Task requirements »
1: Can you rewrite the paragraph of the piece on a possible US-China war that begins "Five years ago the idea" more briefly, keeping its main facts?
2: Would you reproduce the passage of the piece on a possible US-China war starting with "Event China is" and going on through "South China Sea."?
3: Answer these questions about the piece on a possible US-China war:
(a) What kind of newspaper carried the comments that China is "not frightened to fight a war with the US"?
(b) What was the panel the writer attended at the Battle of Ideas called?
(c) In Ghost Fleet, for how many days does World War III rage without going nuclear?

Document section »
Event China is ‘not frightened to fight a war with the US’, according to the Guardian today. The comments – in a state-run Chinese newspaper – came twenty-four hours after the US deployed a warship into a contested region of the South China Sea.
The territorial contest is interesting in light of a panel that I attended on New Wars, New Technology at the Battle of Ideas earlier this month. The session was blurbed as being about drones, but – for me – the most interesting idea was the prospect of war between the US and China or Russia. A so-called Great Power Conflict.
Five years ago the idea of the US fighting China wasn’t taken seriously, according to Professor Christopher Coker, author of Future War. We believed that nuclear weapons made Great Power Conflict impossible. Now people believe that it’s possible to fight a large-scale war without hitting the nuke button – at least in the early days. In the technothriller Ghost Fleet, for example, World War III rages for 55 days without going nuclear.
During those 55 days, a key battlefield would be in cyberspace. In a recent Pentagon wargame, according to Coker, US military systems were infected by many Chinese viruses that they had to launch their aircraft manually.

Excerpted records »

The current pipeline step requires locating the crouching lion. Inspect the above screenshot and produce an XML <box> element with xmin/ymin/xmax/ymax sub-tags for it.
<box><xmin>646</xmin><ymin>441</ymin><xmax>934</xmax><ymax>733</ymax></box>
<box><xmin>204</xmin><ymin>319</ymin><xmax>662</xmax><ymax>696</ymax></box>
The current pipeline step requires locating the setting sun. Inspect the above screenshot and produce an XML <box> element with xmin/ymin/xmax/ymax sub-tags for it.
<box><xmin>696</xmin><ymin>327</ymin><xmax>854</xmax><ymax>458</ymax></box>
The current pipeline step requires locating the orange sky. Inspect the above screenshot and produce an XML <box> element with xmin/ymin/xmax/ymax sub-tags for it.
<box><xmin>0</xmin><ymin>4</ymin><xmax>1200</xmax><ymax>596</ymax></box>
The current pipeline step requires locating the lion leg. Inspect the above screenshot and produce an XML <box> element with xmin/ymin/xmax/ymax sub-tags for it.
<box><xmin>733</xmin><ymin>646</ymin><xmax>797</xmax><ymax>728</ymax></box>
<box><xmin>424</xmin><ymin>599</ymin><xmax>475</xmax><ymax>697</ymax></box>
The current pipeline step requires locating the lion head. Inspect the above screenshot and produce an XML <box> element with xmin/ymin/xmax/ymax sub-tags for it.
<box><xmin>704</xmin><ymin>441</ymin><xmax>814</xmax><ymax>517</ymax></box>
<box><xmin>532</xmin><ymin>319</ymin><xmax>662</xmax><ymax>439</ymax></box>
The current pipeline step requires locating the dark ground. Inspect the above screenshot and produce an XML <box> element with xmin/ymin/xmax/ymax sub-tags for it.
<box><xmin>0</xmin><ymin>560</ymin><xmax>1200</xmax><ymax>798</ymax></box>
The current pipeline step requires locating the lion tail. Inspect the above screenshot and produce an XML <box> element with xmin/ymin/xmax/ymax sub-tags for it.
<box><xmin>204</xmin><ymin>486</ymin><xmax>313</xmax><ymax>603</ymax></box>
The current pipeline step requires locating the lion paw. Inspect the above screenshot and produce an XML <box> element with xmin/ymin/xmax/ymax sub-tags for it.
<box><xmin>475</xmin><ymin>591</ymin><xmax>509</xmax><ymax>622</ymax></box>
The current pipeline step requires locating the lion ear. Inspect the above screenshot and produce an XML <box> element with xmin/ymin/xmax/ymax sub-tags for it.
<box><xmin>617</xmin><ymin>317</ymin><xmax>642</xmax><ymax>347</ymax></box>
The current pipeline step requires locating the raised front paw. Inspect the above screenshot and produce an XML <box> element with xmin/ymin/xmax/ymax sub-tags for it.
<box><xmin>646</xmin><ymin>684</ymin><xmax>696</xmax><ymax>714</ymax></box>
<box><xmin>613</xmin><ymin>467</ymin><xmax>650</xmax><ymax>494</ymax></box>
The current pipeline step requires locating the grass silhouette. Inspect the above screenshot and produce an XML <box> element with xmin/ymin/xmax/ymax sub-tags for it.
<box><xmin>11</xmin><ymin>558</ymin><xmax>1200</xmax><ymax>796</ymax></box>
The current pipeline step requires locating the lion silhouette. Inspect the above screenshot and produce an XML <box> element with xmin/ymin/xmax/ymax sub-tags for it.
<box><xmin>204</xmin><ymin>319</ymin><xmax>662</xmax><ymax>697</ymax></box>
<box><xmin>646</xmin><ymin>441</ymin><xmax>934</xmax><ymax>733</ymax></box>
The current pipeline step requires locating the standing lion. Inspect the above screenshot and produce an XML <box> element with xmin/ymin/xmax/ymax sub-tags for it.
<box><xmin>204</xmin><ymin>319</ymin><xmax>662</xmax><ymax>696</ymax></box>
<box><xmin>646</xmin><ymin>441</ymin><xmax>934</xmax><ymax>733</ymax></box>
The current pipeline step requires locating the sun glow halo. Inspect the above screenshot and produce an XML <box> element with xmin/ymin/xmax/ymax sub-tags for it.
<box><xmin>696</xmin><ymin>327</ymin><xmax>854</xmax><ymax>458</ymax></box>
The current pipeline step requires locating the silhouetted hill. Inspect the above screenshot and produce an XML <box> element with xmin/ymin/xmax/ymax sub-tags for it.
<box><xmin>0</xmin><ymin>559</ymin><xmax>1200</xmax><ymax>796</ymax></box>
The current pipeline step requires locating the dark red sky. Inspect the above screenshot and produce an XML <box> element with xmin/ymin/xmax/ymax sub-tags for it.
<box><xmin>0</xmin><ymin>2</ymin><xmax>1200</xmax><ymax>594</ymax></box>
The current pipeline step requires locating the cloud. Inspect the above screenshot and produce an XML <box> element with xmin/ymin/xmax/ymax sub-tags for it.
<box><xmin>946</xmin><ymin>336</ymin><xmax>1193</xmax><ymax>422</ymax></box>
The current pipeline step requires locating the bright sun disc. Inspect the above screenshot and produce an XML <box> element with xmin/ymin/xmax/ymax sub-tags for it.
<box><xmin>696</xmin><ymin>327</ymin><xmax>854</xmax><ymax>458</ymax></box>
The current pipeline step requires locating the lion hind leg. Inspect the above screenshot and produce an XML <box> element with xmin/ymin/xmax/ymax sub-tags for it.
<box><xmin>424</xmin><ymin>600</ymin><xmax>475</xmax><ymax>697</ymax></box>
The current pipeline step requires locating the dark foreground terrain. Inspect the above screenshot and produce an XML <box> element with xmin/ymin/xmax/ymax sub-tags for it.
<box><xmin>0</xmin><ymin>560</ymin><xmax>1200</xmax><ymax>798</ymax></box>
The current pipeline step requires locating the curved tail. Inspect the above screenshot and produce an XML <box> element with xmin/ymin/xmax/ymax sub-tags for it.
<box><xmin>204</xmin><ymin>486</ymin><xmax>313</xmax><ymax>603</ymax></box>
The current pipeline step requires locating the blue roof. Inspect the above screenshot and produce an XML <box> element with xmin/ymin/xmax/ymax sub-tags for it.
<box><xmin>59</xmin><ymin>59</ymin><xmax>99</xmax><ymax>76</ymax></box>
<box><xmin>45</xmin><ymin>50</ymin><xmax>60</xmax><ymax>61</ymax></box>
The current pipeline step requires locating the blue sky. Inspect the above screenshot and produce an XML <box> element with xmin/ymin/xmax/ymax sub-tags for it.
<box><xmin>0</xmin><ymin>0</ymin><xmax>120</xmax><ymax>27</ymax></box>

--

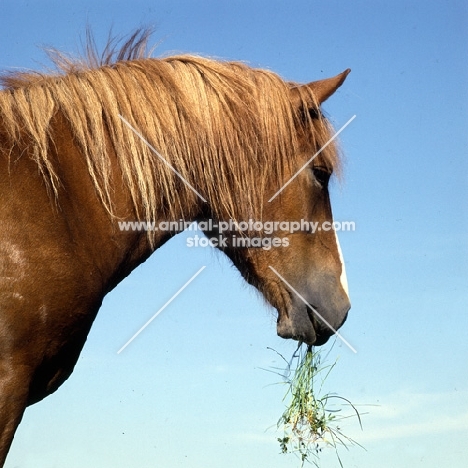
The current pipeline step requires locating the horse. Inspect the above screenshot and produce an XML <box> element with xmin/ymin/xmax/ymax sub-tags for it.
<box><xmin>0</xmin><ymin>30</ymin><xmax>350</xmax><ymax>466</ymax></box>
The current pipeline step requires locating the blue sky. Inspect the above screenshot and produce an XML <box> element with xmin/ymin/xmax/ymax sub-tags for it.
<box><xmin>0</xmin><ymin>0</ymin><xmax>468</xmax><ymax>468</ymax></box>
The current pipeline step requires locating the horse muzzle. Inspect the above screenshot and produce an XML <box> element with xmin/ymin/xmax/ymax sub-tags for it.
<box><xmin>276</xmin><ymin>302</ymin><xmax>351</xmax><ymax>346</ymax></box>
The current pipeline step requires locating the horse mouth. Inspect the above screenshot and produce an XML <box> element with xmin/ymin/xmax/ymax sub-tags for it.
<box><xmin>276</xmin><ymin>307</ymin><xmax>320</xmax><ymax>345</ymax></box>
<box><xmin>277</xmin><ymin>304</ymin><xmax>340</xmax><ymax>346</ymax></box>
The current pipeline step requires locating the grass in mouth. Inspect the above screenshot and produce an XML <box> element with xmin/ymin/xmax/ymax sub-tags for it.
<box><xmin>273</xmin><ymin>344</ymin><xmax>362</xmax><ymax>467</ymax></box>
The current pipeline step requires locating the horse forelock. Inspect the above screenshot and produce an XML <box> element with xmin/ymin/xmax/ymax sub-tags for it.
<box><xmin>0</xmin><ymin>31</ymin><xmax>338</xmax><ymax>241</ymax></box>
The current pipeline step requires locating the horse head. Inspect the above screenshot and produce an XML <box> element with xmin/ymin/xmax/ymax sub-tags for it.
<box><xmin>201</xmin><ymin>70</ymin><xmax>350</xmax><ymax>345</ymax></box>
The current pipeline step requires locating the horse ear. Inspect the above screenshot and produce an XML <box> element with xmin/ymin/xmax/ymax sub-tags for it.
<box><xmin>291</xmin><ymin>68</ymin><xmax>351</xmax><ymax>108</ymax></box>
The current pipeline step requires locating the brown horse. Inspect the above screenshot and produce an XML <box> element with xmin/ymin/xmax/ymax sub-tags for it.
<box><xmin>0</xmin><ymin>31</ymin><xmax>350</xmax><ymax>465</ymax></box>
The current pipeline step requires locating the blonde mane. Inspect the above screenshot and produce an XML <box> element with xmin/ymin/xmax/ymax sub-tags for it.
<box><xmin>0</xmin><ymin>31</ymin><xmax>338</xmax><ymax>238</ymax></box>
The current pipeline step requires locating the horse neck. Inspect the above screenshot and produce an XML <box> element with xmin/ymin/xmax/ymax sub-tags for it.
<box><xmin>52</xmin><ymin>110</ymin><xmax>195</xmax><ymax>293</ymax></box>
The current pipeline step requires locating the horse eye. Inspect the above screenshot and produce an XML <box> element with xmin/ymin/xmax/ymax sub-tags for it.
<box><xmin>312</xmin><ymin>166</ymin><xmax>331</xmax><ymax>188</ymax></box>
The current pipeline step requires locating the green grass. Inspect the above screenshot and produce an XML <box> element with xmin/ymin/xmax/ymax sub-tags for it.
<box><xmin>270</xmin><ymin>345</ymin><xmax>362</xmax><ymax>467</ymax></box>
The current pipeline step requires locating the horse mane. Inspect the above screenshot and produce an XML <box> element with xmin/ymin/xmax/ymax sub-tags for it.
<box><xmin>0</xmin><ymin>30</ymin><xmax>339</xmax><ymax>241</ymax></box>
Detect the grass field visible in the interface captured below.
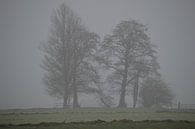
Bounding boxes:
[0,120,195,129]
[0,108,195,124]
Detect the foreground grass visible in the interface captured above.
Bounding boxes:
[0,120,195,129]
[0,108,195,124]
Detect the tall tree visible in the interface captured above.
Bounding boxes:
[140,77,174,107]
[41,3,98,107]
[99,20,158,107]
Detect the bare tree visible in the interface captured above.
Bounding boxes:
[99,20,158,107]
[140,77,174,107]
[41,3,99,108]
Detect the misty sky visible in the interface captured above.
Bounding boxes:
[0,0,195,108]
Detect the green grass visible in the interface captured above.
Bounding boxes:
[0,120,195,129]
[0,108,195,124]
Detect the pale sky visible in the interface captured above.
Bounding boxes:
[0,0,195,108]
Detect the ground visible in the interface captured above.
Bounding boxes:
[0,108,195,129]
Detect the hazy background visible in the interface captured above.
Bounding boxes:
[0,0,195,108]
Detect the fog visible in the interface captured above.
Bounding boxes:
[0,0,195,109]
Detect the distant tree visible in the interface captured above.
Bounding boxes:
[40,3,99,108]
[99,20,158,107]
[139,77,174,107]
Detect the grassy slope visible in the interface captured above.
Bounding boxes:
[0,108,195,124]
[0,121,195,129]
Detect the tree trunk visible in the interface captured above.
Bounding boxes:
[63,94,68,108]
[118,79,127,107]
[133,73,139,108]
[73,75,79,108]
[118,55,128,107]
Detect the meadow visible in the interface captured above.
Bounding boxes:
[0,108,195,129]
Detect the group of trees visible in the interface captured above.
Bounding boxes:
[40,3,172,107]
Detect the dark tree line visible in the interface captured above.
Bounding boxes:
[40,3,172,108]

Responses to the exercise »
1: According to Professor Christopher Coker, author of Future War, the idea of a US-China war wasn't taken seriously five years ago, because nuclear weapons were thought to make Great Power Conflict impossible. People now believe a large-scale war could be fought without nuclear weapons, at least early on. The technothriller Ghost Fleet, for example, has World War III raging for 55 days without going nuclear.

2:
Event China is ‘not frightened to fight a war with the US’, according to the Guardian today. The comments – in a state-run Chinese newspaper – came twenty-four hours after the US deployed a warship into a contested region of the South China Sea.

3:
(a) A state-run Chinese newspaper.
(b) New Wars, New Technology.
(c) 55 days.